• **Exercise directions**: Give back every record below, character for character.

• **Dataset content**:
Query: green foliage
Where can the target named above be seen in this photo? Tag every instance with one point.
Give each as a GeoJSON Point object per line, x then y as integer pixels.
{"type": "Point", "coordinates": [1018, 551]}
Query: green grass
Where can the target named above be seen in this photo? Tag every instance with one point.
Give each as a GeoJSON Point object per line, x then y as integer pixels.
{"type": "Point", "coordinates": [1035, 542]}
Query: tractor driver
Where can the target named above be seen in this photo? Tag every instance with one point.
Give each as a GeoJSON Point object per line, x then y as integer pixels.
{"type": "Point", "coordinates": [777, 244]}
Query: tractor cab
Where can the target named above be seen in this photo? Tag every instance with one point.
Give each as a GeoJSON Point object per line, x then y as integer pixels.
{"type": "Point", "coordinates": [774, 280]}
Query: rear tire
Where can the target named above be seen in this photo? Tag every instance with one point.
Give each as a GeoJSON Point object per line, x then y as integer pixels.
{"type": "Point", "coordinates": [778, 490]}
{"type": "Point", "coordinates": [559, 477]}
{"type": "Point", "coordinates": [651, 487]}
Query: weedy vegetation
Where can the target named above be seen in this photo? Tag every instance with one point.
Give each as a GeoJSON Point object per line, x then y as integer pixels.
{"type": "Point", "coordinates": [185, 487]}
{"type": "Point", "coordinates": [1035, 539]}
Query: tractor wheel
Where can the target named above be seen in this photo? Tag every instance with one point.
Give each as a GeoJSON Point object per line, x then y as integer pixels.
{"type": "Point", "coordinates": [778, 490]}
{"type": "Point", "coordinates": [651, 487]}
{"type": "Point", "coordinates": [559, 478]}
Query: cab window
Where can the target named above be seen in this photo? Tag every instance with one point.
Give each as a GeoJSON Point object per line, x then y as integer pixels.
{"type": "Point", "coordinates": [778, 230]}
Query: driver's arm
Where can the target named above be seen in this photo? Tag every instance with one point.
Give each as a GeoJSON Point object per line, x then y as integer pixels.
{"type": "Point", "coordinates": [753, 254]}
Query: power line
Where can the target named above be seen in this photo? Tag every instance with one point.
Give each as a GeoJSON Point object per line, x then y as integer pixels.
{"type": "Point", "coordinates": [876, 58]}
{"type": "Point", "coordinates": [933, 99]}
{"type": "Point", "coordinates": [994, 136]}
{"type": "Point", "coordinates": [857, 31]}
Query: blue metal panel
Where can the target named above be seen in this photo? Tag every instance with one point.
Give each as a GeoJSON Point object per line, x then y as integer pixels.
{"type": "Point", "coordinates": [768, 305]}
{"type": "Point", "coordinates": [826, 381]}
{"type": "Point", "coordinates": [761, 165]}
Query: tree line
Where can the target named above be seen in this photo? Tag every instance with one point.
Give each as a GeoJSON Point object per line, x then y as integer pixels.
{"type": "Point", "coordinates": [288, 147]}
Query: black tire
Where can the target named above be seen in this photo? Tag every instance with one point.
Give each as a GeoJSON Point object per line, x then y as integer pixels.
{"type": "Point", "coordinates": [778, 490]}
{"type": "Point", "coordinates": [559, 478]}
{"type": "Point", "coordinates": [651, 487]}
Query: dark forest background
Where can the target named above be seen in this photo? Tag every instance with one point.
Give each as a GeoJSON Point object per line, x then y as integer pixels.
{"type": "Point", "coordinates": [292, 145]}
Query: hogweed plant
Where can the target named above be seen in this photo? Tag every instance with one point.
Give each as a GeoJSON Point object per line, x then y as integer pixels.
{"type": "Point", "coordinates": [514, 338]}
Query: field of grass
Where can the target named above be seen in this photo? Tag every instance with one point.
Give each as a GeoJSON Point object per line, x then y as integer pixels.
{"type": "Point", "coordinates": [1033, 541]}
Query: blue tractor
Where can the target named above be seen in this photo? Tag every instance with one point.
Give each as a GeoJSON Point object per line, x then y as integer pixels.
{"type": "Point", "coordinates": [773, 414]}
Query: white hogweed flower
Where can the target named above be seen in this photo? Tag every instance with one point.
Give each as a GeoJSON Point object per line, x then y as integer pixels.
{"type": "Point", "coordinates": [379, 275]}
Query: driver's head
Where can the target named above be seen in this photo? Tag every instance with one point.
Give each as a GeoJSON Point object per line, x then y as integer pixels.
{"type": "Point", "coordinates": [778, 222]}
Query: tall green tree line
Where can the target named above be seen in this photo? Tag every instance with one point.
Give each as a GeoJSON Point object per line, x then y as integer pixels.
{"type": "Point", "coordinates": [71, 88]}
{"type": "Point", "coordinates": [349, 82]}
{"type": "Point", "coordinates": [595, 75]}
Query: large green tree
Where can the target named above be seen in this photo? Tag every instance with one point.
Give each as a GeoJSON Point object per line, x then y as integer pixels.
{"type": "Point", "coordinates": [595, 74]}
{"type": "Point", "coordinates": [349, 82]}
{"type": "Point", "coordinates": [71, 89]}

• **Exercise answer**:
Query: green foliage
Where can the target named above be seen in this photo? Tag every instance with one point.
Give each as a GeoJSON Point object per line, x then y as integer pixels.
{"type": "Point", "coordinates": [1018, 551]}
Query: green grass
Where can the target named above be seen in this photo? Tag every instance with one point.
Give each as a GeoJSON Point object per line, x then y as integer pixels.
{"type": "Point", "coordinates": [1035, 542]}
Query: tractor driver
Where can the target named above be seen in this photo? Tag every instance with one point.
Give each as a GeoJSON Point object per line, x then y as integer pixels.
{"type": "Point", "coordinates": [777, 244]}
Query: tractor cab
Where can the target named above be seen in this photo? Tag every instance with one point.
Give each as a GeoJSON Point object per line, x then y as integer pixels.
{"type": "Point", "coordinates": [774, 280]}
Query: rear tire
Where can the target named above be seen in this photo? Tag every instance with one point.
Give each as a GeoJSON Point object per line, x then y as integer pixels.
{"type": "Point", "coordinates": [778, 490]}
{"type": "Point", "coordinates": [559, 477]}
{"type": "Point", "coordinates": [651, 487]}
Query: weedy vegetation
Where can the target named above be seen in this photo? Tag every instance with one point.
Give each as a GeoJSON Point object per line, x then y as integer pixels.
{"type": "Point", "coordinates": [185, 487]}
{"type": "Point", "coordinates": [1035, 539]}
Query: tractor wheel
Where can the target named above be seen in this photo? Tag every instance with one point.
Give each as a GeoJSON Point object per line, x then y as integer pixels.
{"type": "Point", "coordinates": [778, 490]}
{"type": "Point", "coordinates": [651, 487]}
{"type": "Point", "coordinates": [559, 478]}
Query: cab window
Where can the target named above be seen in this photo? Tag every instance with one point.
Give each as a GeoJSON Point object per line, x then y as integer pixels.
{"type": "Point", "coordinates": [778, 230]}
Query: driver's arm
Where can the target named above be seen in this photo? Tag every instance with one point.
Give each as a GeoJSON Point object per line, x then y as integer pixels.
{"type": "Point", "coordinates": [753, 254]}
Query: power line
Where can the target named above be seen in this photo? Tag every instance with one point.
Give each as a GeoJSON Point object per line, x then y as integer pixels.
{"type": "Point", "coordinates": [876, 58]}
{"type": "Point", "coordinates": [933, 99]}
{"type": "Point", "coordinates": [994, 136]}
{"type": "Point", "coordinates": [857, 31]}
Query: blue metal panel
Where can the target named above be seen in this photo? Tag every instance with one point.
Give each as a GeoJSON Point object per line, x then y as integer pixels.
{"type": "Point", "coordinates": [768, 305]}
{"type": "Point", "coordinates": [826, 381]}
{"type": "Point", "coordinates": [761, 165]}
Query: tree line
Where can the target named above be seen in this photo? Tag every instance with one point.
Give each as a GeoJSON Point object per line, x then y as integer pixels.
{"type": "Point", "coordinates": [288, 147]}
Query: black tire
Where can the target named above be seen in this photo? Tag every instance with one point.
Give each as a GeoJSON Point object per line, x then y as integer pixels.
{"type": "Point", "coordinates": [778, 490]}
{"type": "Point", "coordinates": [559, 478]}
{"type": "Point", "coordinates": [651, 487]}
Query: dark forest background
Where can the target named above be seen in this photo? Tag every instance with one point.
Give each as a GeoJSON Point object per line, x then y as integer pixels.
{"type": "Point", "coordinates": [292, 145]}
Query: hogweed plant
Where can the target named above be seen in this photo? Tag every instance with one point.
Give each as a GeoJSON Point object per line, x then y as integer pixels.
{"type": "Point", "coordinates": [514, 338]}
Query: field of grass
Where can the target named above be seen in this photo? Tag every instance with one point.
Give each as a GeoJSON Point object per line, x then y as integer pixels.
{"type": "Point", "coordinates": [1033, 541]}
Query: blue tractor
Where can the target named above be seen in this photo? Tag every instance with one point.
Give each as a GeoJSON Point object per line, x then y as integer pixels.
{"type": "Point", "coordinates": [773, 414]}
Query: white hogweed flower
Where can the target named above be seen in this photo? Tag every instance with one point.
Give each as a GeoJSON Point object per line, x then y as integer pixels.
{"type": "Point", "coordinates": [379, 275]}
Query: driver's head
Where can the target named above be seen in this photo? Tag every instance with one point.
Give each as a GeoJSON Point object per line, x then y as integer pixels.
{"type": "Point", "coordinates": [778, 222]}
Query: tall green tree line
Where can the target named above be seen in this photo? Tag every instance with one point.
Give each as a GeoJSON Point object per line, x then y as integer pixels.
{"type": "Point", "coordinates": [71, 88]}
{"type": "Point", "coordinates": [349, 82]}
{"type": "Point", "coordinates": [595, 75]}
Query: large green tree
Where can the target named above be seen in this photo? Tag every instance with one point.
Give each as a GeoJSON Point object per line, x then y as integer pixels.
{"type": "Point", "coordinates": [595, 74]}
{"type": "Point", "coordinates": [349, 82]}
{"type": "Point", "coordinates": [71, 89]}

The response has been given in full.